>>

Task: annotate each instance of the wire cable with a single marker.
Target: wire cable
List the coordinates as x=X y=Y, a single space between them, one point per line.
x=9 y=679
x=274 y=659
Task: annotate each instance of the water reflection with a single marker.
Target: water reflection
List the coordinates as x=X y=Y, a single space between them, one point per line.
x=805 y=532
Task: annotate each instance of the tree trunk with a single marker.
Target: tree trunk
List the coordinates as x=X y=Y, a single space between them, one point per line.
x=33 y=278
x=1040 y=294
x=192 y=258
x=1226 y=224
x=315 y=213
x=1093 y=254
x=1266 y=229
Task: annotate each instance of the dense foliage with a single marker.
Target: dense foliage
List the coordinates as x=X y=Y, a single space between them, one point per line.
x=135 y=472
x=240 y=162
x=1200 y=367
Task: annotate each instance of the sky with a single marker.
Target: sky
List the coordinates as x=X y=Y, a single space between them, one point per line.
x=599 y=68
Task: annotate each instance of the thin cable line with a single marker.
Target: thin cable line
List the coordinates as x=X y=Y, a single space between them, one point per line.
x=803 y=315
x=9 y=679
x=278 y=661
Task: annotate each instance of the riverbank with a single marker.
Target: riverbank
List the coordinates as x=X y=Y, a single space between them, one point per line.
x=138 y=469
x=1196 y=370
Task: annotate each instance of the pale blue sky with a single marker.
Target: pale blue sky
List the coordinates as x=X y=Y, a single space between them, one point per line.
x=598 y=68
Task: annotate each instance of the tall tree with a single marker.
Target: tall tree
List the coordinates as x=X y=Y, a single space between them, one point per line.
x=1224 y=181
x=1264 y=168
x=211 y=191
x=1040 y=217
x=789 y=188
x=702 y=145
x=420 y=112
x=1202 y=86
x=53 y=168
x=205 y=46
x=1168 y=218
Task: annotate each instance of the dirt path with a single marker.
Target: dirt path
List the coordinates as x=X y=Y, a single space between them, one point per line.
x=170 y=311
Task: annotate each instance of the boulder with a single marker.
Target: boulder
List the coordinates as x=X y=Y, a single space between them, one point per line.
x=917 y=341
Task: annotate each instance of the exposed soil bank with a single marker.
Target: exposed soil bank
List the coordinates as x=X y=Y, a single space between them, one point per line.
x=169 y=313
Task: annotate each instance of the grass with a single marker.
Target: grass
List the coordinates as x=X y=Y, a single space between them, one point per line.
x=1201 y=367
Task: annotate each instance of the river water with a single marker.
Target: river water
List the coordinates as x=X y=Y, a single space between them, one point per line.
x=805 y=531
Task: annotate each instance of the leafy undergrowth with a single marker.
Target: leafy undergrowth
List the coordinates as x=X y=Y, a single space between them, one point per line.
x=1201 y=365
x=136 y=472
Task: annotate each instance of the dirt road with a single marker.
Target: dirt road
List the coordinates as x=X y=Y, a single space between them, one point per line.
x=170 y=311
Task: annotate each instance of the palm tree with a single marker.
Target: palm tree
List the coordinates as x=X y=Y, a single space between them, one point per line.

<<

Problem statement.
Recast every line of the entries above as a single numbered list, leaving out any blank lines.

Final answer.
1. Task: annotate each instance of the wire cable with a single marker.
2. Target: wire cable
3. List the coordinates as x=X y=Y, a single space between them, one point per line.
4. x=9 y=679
5. x=274 y=659
6. Task: annotate each instance of the water reflection with a single marker.
7. Target: water reflection
8. List the coordinates as x=X y=Y, a single space between them, one point per line.
9. x=805 y=532
10. Task: annotate each instance of the tree trunk with a single marker.
11. Target: tree trunk
12. List the coordinates as x=X y=Y, a single space between them, one point per line.
13. x=33 y=278
14. x=1040 y=294
15. x=192 y=258
16. x=1226 y=224
17. x=315 y=213
18. x=1093 y=254
19. x=1266 y=229
20. Task: annotate each instance of the dense foliage with a single marker.
21. Target: dense foliage
22. List the coordinates as x=X y=Y, a single space between them, one point per line.
23. x=135 y=472
24. x=240 y=162
25. x=1200 y=367
26. Task: annotate each instance of the sky with a single marker.
27. Target: sky
28. List the coordinates as x=X y=Y, a single space between them, one point per line.
29. x=599 y=68
30. Task: annotate each instance of the thin cable line with a single marker.
31. Target: thin cable line
32. List the coordinates as x=X y=Y, a single space between them, one point per line.
33. x=803 y=315
34. x=9 y=679
35. x=278 y=661
36. Task: annotate each instance of the riverbank with a single marker.
37. Target: riverbank
38. List the coordinates as x=X y=Y, a single space between them, one point per line.
39. x=138 y=469
40. x=1196 y=370
41. Task: annotate each instance of the pale blue sky with a single marker.
42. Target: pale blue sky
43. List the coordinates as x=X y=Y, a single space between them, one point per line.
44. x=598 y=68
45. Task: annotate each instance of the tall tree with a single marker.
46. Target: tall tree
47. List the coordinates as x=X y=Y, a single space between them, one point per line.
48. x=1224 y=181
49. x=1264 y=168
50. x=211 y=191
51. x=1040 y=217
52. x=789 y=188
53. x=702 y=145
54. x=420 y=112
55. x=1202 y=86
56. x=53 y=168
57. x=205 y=46
58. x=1168 y=218
59. Task: annotate each instance of the dirt path with a single marker.
60. Target: dirt path
61. List the coordinates as x=X y=Y, a single space between them, one point per line.
62. x=170 y=311
63. Task: annotate each instance of the boulder with a single marker.
64. Target: boulder
65. List the coordinates as x=X y=Y, a single space between them, one point per line.
66. x=917 y=341
67. Task: annotate each instance of the exposed soil bank with a single marker.
68. Target: exposed soil bank
69. List the coordinates as x=X y=Y, a single space between them, one point per line.
70. x=169 y=313
71. Task: annotate each instance of the grass with a single marker.
72. Target: grass
73. List the coordinates as x=X y=Y, a single space between them, one point per line.
74. x=1201 y=367
75. Task: annotate each instance of the river water with a single marker.
76. Target: river water
77. List the coordinates as x=X y=Y, a single space between them, one point per line.
78. x=805 y=531
79. Task: annotate each instance of the leafy undergrowth with a single marker.
80. Target: leafy undergrowth
81. List the coordinates as x=X y=Y, a single space between them, one point per line.
82. x=1201 y=365
83. x=136 y=472
84. Task: annotate each instance of the dirt road with a single marker.
85. Target: dirt road
86. List the coordinates as x=X y=Y, a single space between them, one point per line.
87. x=170 y=311
88. Task: annotate each instance of the palm tree with a single marker.
89. Target: palm tree
90. List the coordinates as x=X y=Y, a single space between them, one point per line.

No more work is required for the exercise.